▸ **WHAT THIS TASK INVOLVES**:
In the lines below, replace every "expected layout" with "required format" and change nothing else. Omit the pictures from your output.

[Stored data entries]

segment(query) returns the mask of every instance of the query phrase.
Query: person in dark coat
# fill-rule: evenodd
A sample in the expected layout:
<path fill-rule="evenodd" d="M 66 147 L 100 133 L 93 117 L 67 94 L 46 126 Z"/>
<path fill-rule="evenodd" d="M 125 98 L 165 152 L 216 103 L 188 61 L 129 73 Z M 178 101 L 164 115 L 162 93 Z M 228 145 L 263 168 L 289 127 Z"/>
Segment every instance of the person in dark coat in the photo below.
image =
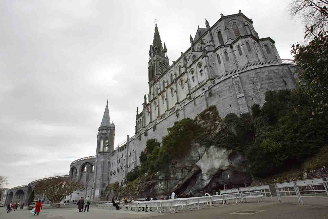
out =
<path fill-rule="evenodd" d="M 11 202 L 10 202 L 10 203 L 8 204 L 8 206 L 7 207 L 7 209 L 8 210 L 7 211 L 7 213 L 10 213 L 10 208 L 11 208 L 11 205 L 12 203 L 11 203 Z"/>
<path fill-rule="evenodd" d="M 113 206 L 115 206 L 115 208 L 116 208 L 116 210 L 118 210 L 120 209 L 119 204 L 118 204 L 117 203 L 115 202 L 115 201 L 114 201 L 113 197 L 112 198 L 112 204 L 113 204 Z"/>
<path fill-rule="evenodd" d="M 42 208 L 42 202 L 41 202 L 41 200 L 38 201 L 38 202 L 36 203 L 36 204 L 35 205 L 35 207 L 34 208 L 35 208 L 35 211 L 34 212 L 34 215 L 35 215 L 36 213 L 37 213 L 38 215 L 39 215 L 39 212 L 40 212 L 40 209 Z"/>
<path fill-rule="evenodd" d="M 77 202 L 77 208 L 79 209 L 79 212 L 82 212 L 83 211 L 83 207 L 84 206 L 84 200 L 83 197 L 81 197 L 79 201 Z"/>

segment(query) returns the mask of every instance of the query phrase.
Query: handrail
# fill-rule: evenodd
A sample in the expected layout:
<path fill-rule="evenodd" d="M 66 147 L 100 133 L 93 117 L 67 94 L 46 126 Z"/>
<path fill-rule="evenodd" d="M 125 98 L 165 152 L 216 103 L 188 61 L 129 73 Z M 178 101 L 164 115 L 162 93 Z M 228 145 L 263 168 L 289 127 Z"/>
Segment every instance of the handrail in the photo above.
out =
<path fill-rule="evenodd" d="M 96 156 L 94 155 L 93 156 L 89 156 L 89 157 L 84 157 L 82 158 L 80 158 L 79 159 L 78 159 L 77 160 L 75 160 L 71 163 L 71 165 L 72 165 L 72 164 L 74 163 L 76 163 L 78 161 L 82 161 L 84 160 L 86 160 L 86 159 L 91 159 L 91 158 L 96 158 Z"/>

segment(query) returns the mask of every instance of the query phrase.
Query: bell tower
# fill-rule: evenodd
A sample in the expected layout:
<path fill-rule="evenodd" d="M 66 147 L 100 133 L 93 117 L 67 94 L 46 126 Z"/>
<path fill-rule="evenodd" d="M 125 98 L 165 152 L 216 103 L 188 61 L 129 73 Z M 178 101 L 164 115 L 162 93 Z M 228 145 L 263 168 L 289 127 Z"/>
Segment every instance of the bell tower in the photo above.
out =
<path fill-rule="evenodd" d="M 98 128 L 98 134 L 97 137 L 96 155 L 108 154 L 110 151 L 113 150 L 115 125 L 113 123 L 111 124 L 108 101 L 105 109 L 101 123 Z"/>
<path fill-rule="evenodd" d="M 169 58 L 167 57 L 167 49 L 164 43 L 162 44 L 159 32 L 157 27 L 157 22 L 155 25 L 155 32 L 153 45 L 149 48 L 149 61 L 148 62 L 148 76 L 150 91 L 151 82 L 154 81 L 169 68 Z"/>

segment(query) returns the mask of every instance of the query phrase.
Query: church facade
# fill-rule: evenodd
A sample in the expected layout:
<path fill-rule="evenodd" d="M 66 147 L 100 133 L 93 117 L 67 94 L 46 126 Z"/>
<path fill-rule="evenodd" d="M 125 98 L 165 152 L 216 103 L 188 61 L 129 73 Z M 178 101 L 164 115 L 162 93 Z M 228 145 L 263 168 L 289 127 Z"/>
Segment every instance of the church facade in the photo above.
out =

▸ **SOLUTION**:
segment(query) returns the mask of every instance of the query phrase.
Query: person in dark coat
# fill-rule: evenodd
A sample in the required format:
<path fill-rule="evenodd" d="M 66 147 L 100 133 L 93 117 L 67 94 L 46 126 Z"/>
<path fill-rule="evenodd" d="M 125 98 L 165 152 L 216 103 L 188 61 L 129 73 Z M 178 101 L 164 115 L 162 93 Z M 228 145 L 263 168 L 289 127 Z"/>
Segment every instance of the person in dark coat in the photo below.
image =
out =
<path fill-rule="evenodd" d="M 11 202 L 10 202 L 10 203 L 8 204 L 8 206 L 7 207 L 7 209 L 8 210 L 7 211 L 7 213 L 10 213 L 10 208 L 11 208 L 11 205 L 12 203 L 11 203 Z"/>
<path fill-rule="evenodd" d="M 113 206 L 115 206 L 115 208 L 116 208 L 116 210 L 118 210 L 120 209 L 119 204 L 118 204 L 117 203 L 115 202 L 115 201 L 114 201 L 113 197 L 112 198 L 112 204 L 113 204 Z"/>
<path fill-rule="evenodd" d="M 42 208 L 42 202 L 41 202 L 41 200 L 38 201 L 38 202 L 36 203 L 36 204 L 35 205 L 35 207 L 34 208 L 35 208 L 35 211 L 34 212 L 34 215 L 35 215 L 36 213 L 37 213 L 38 215 L 39 215 L 39 212 L 40 212 L 40 209 Z"/>
<path fill-rule="evenodd" d="M 77 202 L 77 208 L 79 209 L 79 212 L 82 212 L 83 211 L 83 207 L 84 206 L 84 200 L 83 197 L 81 197 L 79 201 Z"/>

segment(query) returns the mask of every instance of the query phrase.
Query: handrail
# fill-rule: evenodd
A sample in the required format:
<path fill-rule="evenodd" d="M 66 147 L 100 133 L 93 117 L 67 94 L 46 126 Z"/>
<path fill-rule="evenodd" d="M 125 98 L 165 152 L 216 103 L 188 61 L 129 73 Z M 178 101 L 164 115 L 162 93 Z M 228 145 L 263 168 L 289 127 Z"/>
Segment every instance of the handrail in the photo above.
out =
<path fill-rule="evenodd" d="M 96 156 L 94 155 L 93 156 L 89 156 L 89 157 L 84 157 L 82 158 L 80 158 L 79 159 L 78 159 L 77 160 L 75 160 L 71 163 L 71 165 L 72 165 L 72 164 L 74 163 L 76 163 L 78 161 L 82 161 L 84 160 L 86 160 L 86 159 L 91 159 L 91 158 L 96 158 Z"/>

segment(query) returns the mask of every instance of the query phrase.
Query: bell tower
# fill-rule: evenodd
A sample in the required format:
<path fill-rule="evenodd" d="M 66 147 L 100 133 L 93 117 L 67 94 L 46 126 Z"/>
<path fill-rule="evenodd" d="M 125 98 L 165 152 L 216 103 L 188 61 L 129 73 Z M 178 101 L 164 115 L 162 93 Z M 228 145 L 263 168 L 289 127 Z"/>
Segment every instance of the bell tower in the photo above.
out =
<path fill-rule="evenodd" d="M 98 128 L 98 134 L 97 137 L 96 155 L 108 154 L 110 151 L 113 150 L 115 125 L 113 123 L 111 124 L 108 101 L 105 109 L 101 123 Z"/>
<path fill-rule="evenodd" d="M 169 58 L 167 57 L 167 49 L 164 43 L 162 44 L 159 32 L 157 27 L 157 22 L 155 25 L 155 32 L 153 45 L 149 48 L 149 61 L 148 62 L 148 76 L 150 91 L 151 82 L 154 81 L 169 68 Z"/>

segment(query) returns the mask of every instance of the query phrase.
Query: church facade
# fill-rule: evenodd
A sample in the required format:
<path fill-rule="evenodd" d="M 66 147 L 100 133 L 93 117 L 67 94 L 46 126 Z"/>
<path fill-rule="evenodd" d="M 125 98 L 165 152 L 216 103 L 188 61 L 129 73 Z M 178 101 L 164 115 L 162 93 Z M 228 145 L 263 168 L 289 127 Z"/>
Segment every instance of the church facade in the photo above.
out =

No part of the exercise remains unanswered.